» WHAT THE TASK ASKS:
Copy the rows below, starting at the line that contains "Task: point to the fallen tree on" and ending at the final line, keeping every line, including the requests. In the answer points only, raise each x and y coordinate by 38.
Start EXCERPTED RECORDS
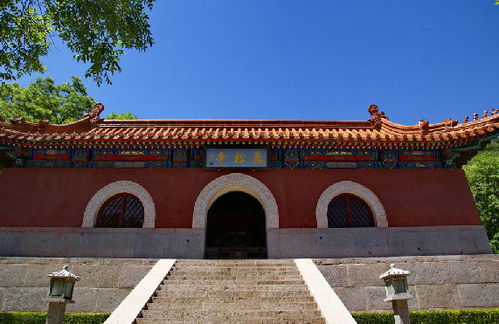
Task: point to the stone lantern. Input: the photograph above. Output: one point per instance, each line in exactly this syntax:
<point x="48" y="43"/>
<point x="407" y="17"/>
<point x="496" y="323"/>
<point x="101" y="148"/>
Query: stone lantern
<point x="60" y="293"/>
<point x="397" y="292"/>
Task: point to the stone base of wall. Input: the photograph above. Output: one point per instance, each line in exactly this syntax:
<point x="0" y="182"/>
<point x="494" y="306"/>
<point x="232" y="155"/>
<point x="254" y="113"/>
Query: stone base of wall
<point x="377" y="241"/>
<point x="436" y="282"/>
<point x="189" y="243"/>
<point x="104" y="282"/>
<point x="102" y="242"/>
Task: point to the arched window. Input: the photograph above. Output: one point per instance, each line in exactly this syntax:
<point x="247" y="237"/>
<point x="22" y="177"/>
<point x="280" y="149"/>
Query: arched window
<point x="347" y="210"/>
<point x="121" y="210"/>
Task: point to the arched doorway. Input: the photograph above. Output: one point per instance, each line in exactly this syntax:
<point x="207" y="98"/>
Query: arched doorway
<point x="236" y="227"/>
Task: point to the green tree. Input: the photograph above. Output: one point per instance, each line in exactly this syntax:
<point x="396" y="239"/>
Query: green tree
<point x="97" y="32"/>
<point x="482" y="172"/>
<point x="43" y="100"/>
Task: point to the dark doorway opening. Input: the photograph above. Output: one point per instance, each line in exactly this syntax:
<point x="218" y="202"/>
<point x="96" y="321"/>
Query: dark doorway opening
<point x="236" y="228"/>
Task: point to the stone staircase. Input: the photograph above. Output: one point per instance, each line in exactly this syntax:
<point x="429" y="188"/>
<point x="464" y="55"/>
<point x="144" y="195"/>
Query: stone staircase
<point x="232" y="291"/>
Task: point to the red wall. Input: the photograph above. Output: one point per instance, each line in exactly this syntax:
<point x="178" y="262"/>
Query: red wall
<point x="58" y="197"/>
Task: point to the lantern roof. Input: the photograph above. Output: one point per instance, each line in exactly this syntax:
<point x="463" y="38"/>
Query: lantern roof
<point x="394" y="272"/>
<point x="63" y="274"/>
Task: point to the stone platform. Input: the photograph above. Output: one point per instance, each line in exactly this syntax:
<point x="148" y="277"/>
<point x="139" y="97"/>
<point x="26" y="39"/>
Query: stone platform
<point x="437" y="282"/>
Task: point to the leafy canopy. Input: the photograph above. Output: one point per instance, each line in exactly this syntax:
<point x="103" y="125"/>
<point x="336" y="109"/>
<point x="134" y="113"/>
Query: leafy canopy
<point x="482" y="172"/>
<point x="97" y="32"/>
<point x="43" y="100"/>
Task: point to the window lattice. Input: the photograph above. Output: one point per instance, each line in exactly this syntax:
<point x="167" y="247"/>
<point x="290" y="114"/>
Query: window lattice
<point x="122" y="210"/>
<point x="348" y="210"/>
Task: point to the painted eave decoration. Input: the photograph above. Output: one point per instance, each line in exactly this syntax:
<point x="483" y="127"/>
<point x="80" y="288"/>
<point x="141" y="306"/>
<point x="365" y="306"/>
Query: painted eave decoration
<point x="377" y="131"/>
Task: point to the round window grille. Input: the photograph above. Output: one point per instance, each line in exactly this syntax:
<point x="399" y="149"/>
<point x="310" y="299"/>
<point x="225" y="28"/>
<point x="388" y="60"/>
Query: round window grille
<point x="348" y="210"/>
<point x="122" y="210"/>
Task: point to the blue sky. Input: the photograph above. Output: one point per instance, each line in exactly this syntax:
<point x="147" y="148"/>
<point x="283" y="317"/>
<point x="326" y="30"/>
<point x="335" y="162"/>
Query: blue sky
<point x="297" y="59"/>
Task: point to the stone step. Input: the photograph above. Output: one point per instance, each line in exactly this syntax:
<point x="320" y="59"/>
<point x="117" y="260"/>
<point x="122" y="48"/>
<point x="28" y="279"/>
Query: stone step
<point x="182" y="281"/>
<point x="237" y="271"/>
<point x="229" y="314"/>
<point x="229" y="294"/>
<point x="235" y="267"/>
<point x="280" y="305"/>
<point x="234" y="321"/>
<point x="233" y="278"/>
<point x="231" y="288"/>
<point x="236" y="263"/>
<point x="184" y="300"/>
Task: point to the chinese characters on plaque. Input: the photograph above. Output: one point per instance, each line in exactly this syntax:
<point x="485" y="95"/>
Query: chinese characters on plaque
<point x="236" y="158"/>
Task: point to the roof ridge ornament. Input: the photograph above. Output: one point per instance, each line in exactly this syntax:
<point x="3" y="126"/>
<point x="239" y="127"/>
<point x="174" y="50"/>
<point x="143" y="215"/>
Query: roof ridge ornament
<point x="376" y="117"/>
<point x="94" y="113"/>
<point x="424" y="126"/>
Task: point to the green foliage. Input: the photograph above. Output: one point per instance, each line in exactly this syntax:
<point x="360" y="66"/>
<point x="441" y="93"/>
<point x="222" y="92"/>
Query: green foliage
<point x="482" y="172"/>
<point x="43" y="100"/>
<point x="39" y="318"/>
<point x="120" y="116"/>
<point x="97" y="31"/>
<point x="482" y="316"/>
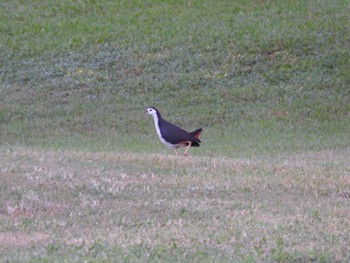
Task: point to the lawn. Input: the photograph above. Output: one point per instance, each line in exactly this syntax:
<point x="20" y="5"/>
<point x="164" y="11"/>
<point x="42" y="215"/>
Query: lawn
<point x="83" y="176"/>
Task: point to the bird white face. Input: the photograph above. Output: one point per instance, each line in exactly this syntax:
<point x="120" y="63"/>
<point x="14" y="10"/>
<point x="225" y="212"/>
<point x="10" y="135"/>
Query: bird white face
<point x="151" y="111"/>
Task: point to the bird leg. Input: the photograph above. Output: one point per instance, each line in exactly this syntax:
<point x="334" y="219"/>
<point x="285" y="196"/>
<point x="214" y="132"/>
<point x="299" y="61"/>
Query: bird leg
<point x="189" y="145"/>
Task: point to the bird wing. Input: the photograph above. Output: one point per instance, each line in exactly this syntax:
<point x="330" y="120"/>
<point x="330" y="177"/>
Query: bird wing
<point x="175" y="135"/>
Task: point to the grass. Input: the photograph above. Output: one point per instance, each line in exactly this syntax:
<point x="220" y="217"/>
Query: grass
<point x="83" y="177"/>
<point x="83" y="206"/>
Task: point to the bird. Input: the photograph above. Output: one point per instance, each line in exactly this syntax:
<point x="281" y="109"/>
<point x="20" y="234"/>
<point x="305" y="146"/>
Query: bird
<point x="173" y="136"/>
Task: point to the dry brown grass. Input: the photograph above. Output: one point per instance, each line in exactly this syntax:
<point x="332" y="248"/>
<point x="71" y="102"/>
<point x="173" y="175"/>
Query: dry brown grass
<point x="276" y="208"/>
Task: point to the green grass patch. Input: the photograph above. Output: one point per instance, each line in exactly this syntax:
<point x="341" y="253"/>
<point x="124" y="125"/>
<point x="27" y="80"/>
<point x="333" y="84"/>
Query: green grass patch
<point x="83" y="175"/>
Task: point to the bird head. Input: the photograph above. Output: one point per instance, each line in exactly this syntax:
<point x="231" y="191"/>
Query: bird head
<point x="151" y="111"/>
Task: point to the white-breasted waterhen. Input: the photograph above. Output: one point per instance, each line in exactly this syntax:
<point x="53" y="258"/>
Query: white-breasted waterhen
<point x="173" y="136"/>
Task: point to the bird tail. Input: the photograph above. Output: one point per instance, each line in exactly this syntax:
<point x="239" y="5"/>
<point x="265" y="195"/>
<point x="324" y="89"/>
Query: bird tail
<point x="197" y="133"/>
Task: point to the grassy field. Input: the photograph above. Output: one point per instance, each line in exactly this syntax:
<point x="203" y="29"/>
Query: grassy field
<point x="83" y="176"/>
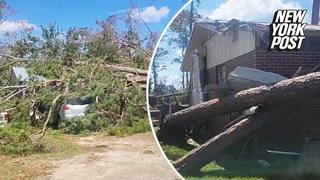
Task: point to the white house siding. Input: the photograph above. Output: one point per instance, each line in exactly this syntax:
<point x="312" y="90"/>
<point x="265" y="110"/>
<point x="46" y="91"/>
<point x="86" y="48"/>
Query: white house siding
<point x="222" y="49"/>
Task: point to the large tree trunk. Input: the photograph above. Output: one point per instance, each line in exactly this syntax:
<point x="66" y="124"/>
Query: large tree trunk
<point x="128" y="69"/>
<point x="297" y="87"/>
<point x="213" y="148"/>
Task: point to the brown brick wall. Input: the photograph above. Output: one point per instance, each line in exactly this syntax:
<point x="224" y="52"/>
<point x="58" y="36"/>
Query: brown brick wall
<point x="286" y="63"/>
<point x="303" y="120"/>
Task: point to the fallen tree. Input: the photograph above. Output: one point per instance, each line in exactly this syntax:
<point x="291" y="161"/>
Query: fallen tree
<point x="267" y="95"/>
<point x="212" y="149"/>
<point x="128" y="69"/>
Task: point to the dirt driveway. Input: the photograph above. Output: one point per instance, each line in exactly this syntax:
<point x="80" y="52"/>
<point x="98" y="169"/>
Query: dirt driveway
<point x="133" y="157"/>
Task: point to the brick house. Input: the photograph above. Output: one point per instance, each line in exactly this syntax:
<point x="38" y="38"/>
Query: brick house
<point x="218" y="47"/>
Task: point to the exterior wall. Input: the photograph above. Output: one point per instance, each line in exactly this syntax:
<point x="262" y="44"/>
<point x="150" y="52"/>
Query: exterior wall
<point x="302" y="121"/>
<point x="304" y="117"/>
<point x="246" y="60"/>
<point x="221" y="49"/>
<point x="286" y="63"/>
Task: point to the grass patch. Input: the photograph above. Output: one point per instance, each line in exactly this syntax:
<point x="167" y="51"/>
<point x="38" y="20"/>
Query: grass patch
<point x="232" y="168"/>
<point x="122" y="130"/>
<point x="16" y="141"/>
<point x="102" y="146"/>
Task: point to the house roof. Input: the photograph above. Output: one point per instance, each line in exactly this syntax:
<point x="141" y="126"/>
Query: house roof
<point x="205" y="30"/>
<point x="21" y="73"/>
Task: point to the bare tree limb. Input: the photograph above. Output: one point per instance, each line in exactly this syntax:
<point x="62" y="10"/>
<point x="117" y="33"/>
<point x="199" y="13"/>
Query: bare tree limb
<point x="43" y="131"/>
<point x="14" y="58"/>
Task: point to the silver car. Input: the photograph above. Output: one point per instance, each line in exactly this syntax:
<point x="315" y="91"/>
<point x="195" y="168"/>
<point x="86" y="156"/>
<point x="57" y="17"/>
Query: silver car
<point x="73" y="107"/>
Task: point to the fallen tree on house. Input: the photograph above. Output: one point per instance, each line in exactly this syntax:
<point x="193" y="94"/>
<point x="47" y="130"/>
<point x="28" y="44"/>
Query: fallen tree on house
<point x="212" y="149"/>
<point x="290" y="89"/>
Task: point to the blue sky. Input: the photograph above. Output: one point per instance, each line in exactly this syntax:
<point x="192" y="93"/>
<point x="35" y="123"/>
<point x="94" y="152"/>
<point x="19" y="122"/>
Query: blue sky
<point x="84" y="13"/>
<point x="245" y="10"/>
End EXCERPTED RECORDS
» ANSWER IN FULL:
Task: point to the fallen tree on house. Input: the photograph above. Output: one point per instance, each line in exactly this syntax:
<point x="193" y="94"/>
<point x="47" y="130"/>
<point x="28" y="44"/>
Query: fallen tree on house
<point x="250" y="187"/>
<point x="328" y="127"/>
Task: point to the blue sky. Input: the photograph above. Output: one point per instance, each line in exactly this syntax:
<point x="192" y="93"/>
<point x="35" y="123"/>
<point x="94" y="152"/>
<point x="19" y="122"/>
Query: blue sky
<point x="122" y="51"/>
<point x="283" y="48"/>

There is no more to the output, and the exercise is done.